## 節錄內文
# # # # #
香港新移民在《但願人長久》的追尋:哪裡得到理解,哪裡就是家

圖爲海山樓一景。海山樓爲香港著名景點,這幢彷彿由積木砌成的大廈呈現香港緊密而狹窄的居住環境,居民多是來自五湖四海的中低階層,然而大部分香港人都和遊客一樣用置身事外的角度觀賞它,鮮少在意裡頭生活的人。 圖/作者攝影

編按:香港新導演祝紫嫣的首部長片《但願人長久》,於第 60 屆金馬獎獲國際影評人費比西獎,更將於 4 月 12 日全臺上映。故事講述來自湖南的新移民姊妹在香港成長,面對身份的衝突及貧困的掙扎,以及與長年吸毒的父親愛恨交集。反映「新移民」如何在香港落地生根,並保留着多元認同。

▌一、提問背後的港中隔閡

香港高先電影院爲祝紫嫣導演的出道作《但願人長久》舉辦優先場,導演偕演員出席映後談,一名觀衆的提問令我至今難忘。

金馬獎影帝吳慷仁在電影裡飾演出身貧苦的「新移民」林覺民,他從湖南偷渡來香港,「撈偏」維生的他沉淪毒海,從此一生在往返離島監獄的船上載浮載沉。林太與長女林子圓在 1997 年獲批來港團聚,林子圓更加親近溺愛她的爸爸,逐漸薰染陋習,偷去同學手錶,香港學生都「睇死」她是賊。女主角先在學校被同學糟躓,回家後再被揭發遭母親痛打。

林覺民本欲調解,太太卻忍不住控訴偷雞摸狗的他正是教壞女兒的禍首,還要偷老婆的私己錢買毒品偷生。老羞成怒的丈夫打老婆泄憤,本來瑟縮在劏房一角挨媽媽打的林子圓反而要擋在母親前面,遭受的創傷一生都無法復原。

前述觀衆質疑導演沒有還公道給香港學生 ── 儘管老師要求同學就言行道歉,但她們畢竟沒有冤枉林子圓。祝導解釋情節的發展已揭露真相,女主角不但受嚴懲,而且演變爲家庭悲劇。提問者着眼於沒有怪錯女主角,卻忽略針對她的言行不是因其過錯,而是因其身份,但歸根究底不能歸咎於族羣。

人有選擇但選項有限,選項的多寡受更大的環境左右,即是社會結構。香港學者陳惜姿在《天水圍十二師奶》有宏觀的實地考察,當地多屬新移民的基層婦女多有相近背景,丈夫往往是失敗的「衰佬」。因此婦女成爲家庭的經濟支柱,工餘沒時間照顧孩子,疏於管教的子女更易親近童黨學壞。林子圓本來是其中一員,她和隨後獲批來港的妹妹都要付出更多努力才突破困境,但創傷留下的陰影卻一生如影隨形。

可以互相參照的《也是香港人》是一本由新移民自述身世的文集,一位作者升讀中學時罕有地獲名校取錄,小學同學都提醒她小心,一旦課室出現失竊一定會賴她。書中所有作者求學時都竭盡全力隱藏出身,以免被香港人嘲笑是「大陸妹」,其中一人甚至選擇整個小學階段不說一句話。可是電影裡一名角色終究被同學識穿而受排擠。
# # # # #
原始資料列
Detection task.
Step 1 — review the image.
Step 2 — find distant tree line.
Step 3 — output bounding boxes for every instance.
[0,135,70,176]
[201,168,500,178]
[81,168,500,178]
# # # # #
## 你的任務
把這篇影評從「香港新移民在《但願人長久》的追尋:哪裡得到理解,哪裡就是家」一直到「擋在母親前面,遭受的創傷一生都無法復原。」的部分重寫一遍,並將其中的「林覺民」替換為「林父」。 請只依據這篇影評作答。

## 任務解答
香港新移民在《但願人長久》的追尋:哪裡得到理解,哪裡就是家

圖爲海山樓一景。海山樓爲香港著名景點,這幢彷彿由積木砌成的大廈呈現香港緊密而狹窄的居住環境,居民多是來自五湖四海的中低階層,然而大部分香港人都和遊客一樣用置身事外的角度觀賞它,鮮少在意裡頭生活的人。 圖/作者攝影

編按:香港新導演祝紫嫣的首部長片《但願人長久》,於第 60 屆金馬獎獲國際影評人費比西獎,更將於 4 月 12 日全臺上映。故事講述來自湖南的新移民姊妹在香港成長,面對身份的衝突及貧困的掙扎,以及與長年吸毒的父親愛恨交集。反映「新移民」如何在香港落地生根,並保留着多元認同。

▌一、提問背後的港中隔閡

香港高先電影院爲祝紫嫣導演的出道作《但願人長久》舉辦優先場,導演偕演員出席映後談,一名觀衆的提問令我至今難忘。

金馬獎影帝吳慷仁在電影裡飾演出身貧苦的「新移民」林父,他從湖南偷渡來香港,「撈偏」維生的他沉淪毒海,從此一生在往返離島監獄的船上載浮載沉。林太與長女林子圓在 1997 年獲批來港團聚,林子圓更加親近溺愛她的爸爸,逐漸薰染陋習,偷去同學手錶,香港學生都「睇死」她是賊。女主角先在學校被同學糟躓,回家後再被揭發遭母親痛打。

林父本欲調解,太太卻忍不住控訴偷雞摸狗的他正是教壞女兒的禍首,還要偷老婆的私己錢買毒品偷生。老羞成怒的丈夫打老婆泄憤,本來瑟縮在劏房一角挨媽媽打的林子圓反而要擋在母親前面,遭受的創傷一生都無法復原。